Your objective:
Reproduce the passage of the moon ashes text between "Full moon urges" and "to the moon.", inclusive, replacing "globe" with "world".

Text:
----

Want to Send Your Ashes to the Moon? It May Be Possible Someday

Houston-based Celestis Inc. has partnered with NASA to send a spacecraft carrying cremated ashes to the moon

Full moon urges people to send ashes

Since 1969, when Neil Armstrong and Buzz Aldrin ferried Apollo 11, the first manned spacecraft to successfully land on the moon, people all over the globe have dreamed about setting foot on our celestial neighbor’s surface one day. But, sadly, more than 50 years after that first moon landing, that dream is still far from our reach. NASA has not completed a manned lunar landing since 1972, and the next manned lunar flight isn’t scheduled until 2024. But now, thanks to a partnership between NASA, Houston-based Celestis Inc. and Pittsburgh’s Astrobotic, someday it may be possible to send your ashes to the moon.

----

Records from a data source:
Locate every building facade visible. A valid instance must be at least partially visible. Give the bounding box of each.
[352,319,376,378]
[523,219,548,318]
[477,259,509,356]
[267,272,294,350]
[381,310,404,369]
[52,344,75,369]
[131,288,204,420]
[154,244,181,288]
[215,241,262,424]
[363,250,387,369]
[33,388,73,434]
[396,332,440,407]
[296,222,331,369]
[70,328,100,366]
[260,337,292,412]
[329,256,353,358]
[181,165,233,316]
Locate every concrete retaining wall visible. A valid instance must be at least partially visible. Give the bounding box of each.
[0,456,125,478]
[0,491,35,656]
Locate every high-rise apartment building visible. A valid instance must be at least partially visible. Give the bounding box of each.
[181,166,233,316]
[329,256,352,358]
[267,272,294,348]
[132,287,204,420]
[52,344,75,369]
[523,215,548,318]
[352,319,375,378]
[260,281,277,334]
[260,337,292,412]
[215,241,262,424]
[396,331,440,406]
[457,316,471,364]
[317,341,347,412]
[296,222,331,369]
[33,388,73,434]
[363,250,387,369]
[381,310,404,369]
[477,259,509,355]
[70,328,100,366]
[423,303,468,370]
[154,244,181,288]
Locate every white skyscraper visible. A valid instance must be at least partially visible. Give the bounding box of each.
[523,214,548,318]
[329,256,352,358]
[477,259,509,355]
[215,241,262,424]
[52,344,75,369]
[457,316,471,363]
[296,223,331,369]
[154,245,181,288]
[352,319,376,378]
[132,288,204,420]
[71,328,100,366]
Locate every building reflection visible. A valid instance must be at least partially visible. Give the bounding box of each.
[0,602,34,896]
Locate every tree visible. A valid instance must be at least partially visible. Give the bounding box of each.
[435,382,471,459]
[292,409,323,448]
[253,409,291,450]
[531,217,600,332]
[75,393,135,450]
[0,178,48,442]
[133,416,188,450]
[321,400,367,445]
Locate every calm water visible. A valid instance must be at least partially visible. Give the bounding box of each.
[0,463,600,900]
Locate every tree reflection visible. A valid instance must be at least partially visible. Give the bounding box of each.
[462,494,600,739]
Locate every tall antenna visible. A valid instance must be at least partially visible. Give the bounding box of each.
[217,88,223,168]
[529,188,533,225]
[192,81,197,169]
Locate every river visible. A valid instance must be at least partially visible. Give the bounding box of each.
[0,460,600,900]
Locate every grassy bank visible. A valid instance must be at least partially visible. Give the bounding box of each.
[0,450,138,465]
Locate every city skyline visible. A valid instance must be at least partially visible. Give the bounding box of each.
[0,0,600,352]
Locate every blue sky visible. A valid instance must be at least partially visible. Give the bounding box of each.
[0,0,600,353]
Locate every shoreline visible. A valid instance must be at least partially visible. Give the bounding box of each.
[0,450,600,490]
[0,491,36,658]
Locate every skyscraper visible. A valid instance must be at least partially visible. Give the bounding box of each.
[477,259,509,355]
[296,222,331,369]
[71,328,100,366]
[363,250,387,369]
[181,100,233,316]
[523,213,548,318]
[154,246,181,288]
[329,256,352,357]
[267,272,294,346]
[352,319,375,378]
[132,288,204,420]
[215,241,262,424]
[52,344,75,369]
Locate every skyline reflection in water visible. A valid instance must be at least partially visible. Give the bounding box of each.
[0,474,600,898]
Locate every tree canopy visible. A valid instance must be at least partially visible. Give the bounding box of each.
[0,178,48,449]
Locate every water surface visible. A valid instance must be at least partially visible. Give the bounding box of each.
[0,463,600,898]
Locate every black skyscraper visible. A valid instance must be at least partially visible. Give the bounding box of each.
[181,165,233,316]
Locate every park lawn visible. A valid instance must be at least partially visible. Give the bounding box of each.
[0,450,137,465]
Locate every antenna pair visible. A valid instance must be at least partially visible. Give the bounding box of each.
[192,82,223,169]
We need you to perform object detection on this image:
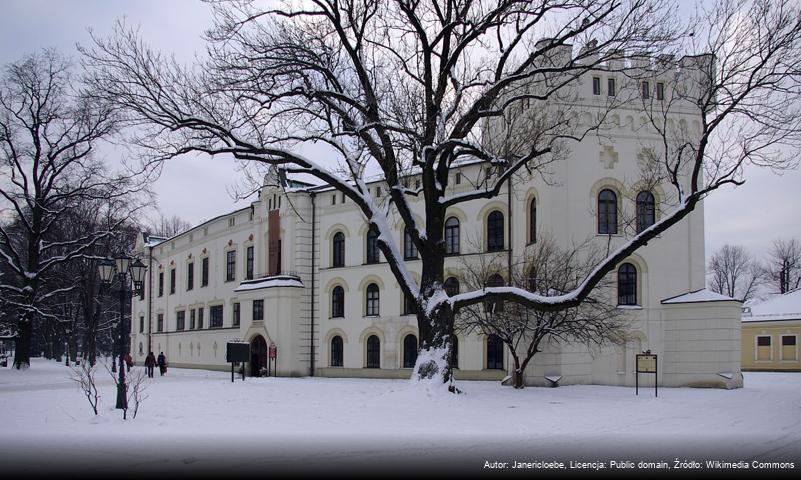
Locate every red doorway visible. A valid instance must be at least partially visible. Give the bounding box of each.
[250,335,267,377]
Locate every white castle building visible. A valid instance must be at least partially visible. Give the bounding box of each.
[131,50,742,388]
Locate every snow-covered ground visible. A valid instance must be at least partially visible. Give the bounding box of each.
[0,359,801,478]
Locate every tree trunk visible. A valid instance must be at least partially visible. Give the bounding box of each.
[14,312,33,370]
[413,304,453,383]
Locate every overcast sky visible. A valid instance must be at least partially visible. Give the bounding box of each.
[0,0,801,262]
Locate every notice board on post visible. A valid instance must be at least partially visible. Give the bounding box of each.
[634,350,659,397]
[225,342,250,382]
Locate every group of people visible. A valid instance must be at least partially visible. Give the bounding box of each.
[125,352,167,378]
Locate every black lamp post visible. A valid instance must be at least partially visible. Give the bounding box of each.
[98,255,147,409]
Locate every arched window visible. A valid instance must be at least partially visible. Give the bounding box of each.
[451,334,459,368]
[526,268,537,292]
[403,293,417,315]
[637,190,656,233]
[487,335,503,370]
[331,285,345,318]
[445,217,459,255]
[331,335,345,367]
[484,273,504,313]
[403,333,417,368]
[332,232,345,267]
[367,225,378,263]
[528,198,537,243]
[366,283,379,316]
[403,228,417,260]
[367,335,381,368]
[598,189,617,235]
[617,263,637,305]
[487,210,503,252]
[445,277,459,297]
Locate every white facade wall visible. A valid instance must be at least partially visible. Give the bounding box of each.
[131,53,741,387]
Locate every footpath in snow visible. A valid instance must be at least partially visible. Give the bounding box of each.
[0,359,801,478]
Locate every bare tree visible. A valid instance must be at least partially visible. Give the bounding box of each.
[125,368,148,418]
[766,238,801,293]
[455,236,629,388]
[0,50,150,368]
[70,362,100,415]
[82,0,801,379]
[709,244,765,302]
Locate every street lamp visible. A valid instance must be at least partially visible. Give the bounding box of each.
[97,255,147,409]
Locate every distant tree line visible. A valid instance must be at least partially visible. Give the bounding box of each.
[707,238,801,302]
[0,50,192,368]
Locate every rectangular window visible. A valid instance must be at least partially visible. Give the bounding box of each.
[253,300,264,321]
[782,335,798,362]
[209,305,223,328]
[245,246,253,280]
[225,250,236,282]
[756,335,773,362]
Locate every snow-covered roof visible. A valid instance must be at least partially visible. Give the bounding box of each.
[145,235,167,247]
[234,275,303,292]
[743,288,801,322]
[662,288,739,304]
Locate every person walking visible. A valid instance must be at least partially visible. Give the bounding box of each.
[158,352,167,377]
[125,352,133,372]
[145,352,156,378]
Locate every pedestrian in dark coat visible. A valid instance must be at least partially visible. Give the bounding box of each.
[145,352,156,378]
[158,352,167,377]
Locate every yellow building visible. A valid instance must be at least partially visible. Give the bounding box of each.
[741,289,801,371]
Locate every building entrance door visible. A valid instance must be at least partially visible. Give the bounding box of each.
[250,335,267,377]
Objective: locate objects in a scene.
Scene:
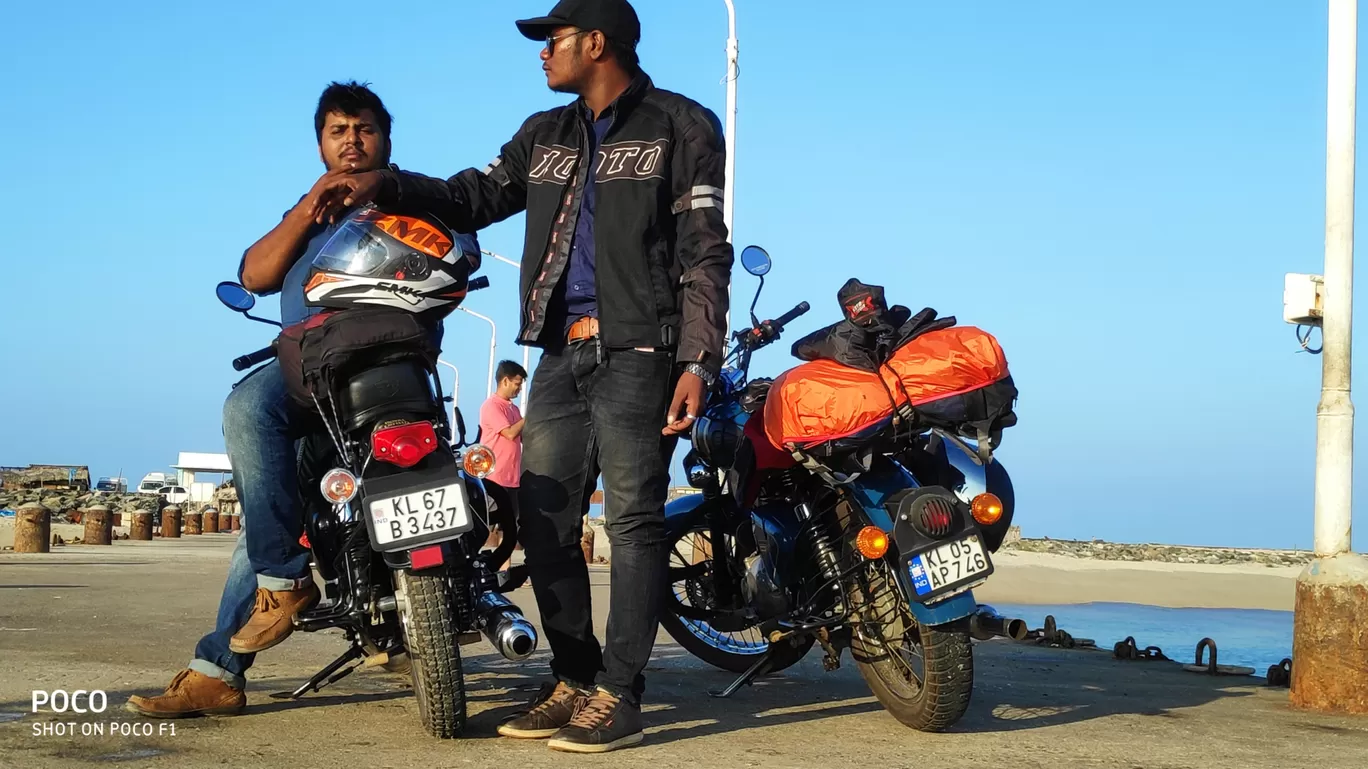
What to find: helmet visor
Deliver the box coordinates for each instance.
[313,209,451,278]
[313,219,398,278]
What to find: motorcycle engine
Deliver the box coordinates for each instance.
[741,514,788,620]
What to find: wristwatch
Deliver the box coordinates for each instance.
[684,363,717,387]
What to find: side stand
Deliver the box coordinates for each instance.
[271,644,365,699]
[707,647,774,699]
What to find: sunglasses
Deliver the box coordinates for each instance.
[546,29,594,53]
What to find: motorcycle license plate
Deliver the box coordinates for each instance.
[365,480,471,550]
[908,535,993,595]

----

Final answer:
Full moon urges people to send ashes

Since 1969, when Neil Armstrong and Buzz Aldrin ferried Apollo 11, the first manned spacecraft to successfully land on the moon, people all over the world have dreamed about setting foot on our celestial neighbor’s surface one day. But, sadly, more than 50 years after that first moon landing, that dream is still far from our reach. NASA has not completed a manned lunar landing since 1972, and the next manned lunar flight isn’t scheduled until 2024. But now, thanks to a partnership between NASA, Houston-based Celestis Inc. and Pittsburgh’s Astrobotic, someday it may be possible to send your ashes to the moon.